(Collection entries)
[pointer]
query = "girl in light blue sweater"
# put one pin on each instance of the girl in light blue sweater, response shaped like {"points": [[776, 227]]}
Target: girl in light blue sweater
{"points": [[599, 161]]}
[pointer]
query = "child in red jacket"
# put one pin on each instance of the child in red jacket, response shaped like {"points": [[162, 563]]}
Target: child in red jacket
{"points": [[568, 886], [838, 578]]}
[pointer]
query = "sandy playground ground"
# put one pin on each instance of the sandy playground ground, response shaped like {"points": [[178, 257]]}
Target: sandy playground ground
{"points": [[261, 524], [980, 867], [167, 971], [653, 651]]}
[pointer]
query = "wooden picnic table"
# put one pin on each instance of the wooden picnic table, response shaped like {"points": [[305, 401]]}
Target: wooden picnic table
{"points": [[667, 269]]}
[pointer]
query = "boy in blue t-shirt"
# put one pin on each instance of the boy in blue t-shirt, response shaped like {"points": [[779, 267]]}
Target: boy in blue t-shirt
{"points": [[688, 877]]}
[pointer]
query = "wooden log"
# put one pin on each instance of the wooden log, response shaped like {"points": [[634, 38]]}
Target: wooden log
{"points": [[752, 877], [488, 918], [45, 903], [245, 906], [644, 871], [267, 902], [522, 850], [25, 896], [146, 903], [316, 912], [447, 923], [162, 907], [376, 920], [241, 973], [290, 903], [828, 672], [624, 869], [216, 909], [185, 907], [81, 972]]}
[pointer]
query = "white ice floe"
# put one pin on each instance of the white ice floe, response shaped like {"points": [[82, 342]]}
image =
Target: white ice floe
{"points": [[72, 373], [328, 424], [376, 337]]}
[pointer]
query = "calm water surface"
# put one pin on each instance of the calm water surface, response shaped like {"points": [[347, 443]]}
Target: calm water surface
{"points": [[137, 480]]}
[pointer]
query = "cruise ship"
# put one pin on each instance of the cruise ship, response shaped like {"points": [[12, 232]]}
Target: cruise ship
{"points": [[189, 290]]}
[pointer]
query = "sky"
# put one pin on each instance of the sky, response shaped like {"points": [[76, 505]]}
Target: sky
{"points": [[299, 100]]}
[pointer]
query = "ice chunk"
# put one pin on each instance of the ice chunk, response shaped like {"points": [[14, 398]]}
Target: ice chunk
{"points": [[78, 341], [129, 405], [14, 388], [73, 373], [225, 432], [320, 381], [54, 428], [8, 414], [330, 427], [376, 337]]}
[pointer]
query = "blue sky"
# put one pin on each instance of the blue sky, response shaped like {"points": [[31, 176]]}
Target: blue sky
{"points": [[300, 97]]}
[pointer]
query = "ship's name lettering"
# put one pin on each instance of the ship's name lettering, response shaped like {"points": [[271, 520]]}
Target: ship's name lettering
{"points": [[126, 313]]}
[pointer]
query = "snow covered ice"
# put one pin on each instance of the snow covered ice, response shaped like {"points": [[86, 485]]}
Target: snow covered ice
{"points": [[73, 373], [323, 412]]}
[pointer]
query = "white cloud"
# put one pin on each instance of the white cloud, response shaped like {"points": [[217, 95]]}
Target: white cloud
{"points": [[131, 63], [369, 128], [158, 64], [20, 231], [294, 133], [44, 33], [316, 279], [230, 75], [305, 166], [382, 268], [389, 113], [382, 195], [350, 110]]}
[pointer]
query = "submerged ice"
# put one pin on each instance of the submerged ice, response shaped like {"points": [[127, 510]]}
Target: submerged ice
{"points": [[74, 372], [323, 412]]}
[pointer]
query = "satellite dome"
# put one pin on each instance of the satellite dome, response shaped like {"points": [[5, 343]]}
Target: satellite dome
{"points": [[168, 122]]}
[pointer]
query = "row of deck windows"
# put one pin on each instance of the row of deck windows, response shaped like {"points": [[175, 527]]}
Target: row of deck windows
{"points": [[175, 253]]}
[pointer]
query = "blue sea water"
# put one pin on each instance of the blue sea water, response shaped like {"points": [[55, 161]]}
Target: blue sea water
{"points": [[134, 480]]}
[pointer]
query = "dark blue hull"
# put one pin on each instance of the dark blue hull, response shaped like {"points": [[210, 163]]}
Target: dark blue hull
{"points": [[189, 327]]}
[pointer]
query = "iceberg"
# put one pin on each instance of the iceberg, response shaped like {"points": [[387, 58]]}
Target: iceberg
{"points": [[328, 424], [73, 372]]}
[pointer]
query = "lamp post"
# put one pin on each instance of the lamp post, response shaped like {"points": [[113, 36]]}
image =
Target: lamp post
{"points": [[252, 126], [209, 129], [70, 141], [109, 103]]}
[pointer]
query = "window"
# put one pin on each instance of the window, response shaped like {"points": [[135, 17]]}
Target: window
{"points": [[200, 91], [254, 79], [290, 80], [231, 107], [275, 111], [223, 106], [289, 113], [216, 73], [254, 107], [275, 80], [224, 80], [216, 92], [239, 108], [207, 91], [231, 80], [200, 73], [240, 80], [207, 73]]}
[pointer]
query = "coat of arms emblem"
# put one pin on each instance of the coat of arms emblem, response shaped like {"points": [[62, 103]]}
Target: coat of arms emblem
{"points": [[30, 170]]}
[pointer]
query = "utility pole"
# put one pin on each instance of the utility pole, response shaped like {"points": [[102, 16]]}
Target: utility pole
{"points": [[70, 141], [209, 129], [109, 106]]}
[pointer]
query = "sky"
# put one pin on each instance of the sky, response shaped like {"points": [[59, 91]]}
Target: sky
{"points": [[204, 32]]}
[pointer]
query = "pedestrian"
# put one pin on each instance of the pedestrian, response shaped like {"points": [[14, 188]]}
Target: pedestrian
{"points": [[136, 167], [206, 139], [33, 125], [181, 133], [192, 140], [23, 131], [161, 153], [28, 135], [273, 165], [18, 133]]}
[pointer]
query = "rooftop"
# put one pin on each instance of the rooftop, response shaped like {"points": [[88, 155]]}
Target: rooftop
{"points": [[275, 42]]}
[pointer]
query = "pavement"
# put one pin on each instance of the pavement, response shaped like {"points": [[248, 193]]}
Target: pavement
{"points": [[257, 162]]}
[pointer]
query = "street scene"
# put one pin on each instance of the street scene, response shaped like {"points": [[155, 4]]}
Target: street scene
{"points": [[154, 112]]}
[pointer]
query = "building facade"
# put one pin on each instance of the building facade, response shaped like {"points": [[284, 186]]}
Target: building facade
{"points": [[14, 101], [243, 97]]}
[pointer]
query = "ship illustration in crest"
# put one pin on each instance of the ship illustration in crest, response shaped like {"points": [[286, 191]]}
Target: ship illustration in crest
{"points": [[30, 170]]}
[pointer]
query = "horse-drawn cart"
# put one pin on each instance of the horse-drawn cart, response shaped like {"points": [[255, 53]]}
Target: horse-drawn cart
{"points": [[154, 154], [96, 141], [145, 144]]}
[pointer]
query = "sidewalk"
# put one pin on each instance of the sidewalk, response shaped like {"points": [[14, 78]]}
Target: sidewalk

### PROBLEM TO SOLVE
Show every line of the items above that contains the string "sidewalk". Case counts.

### SOLUTION
query = "sidewalk"
# put one pin on each instance of the sidewalk, response shaped like {"points": [[14, 78]]}
Target: sidewalk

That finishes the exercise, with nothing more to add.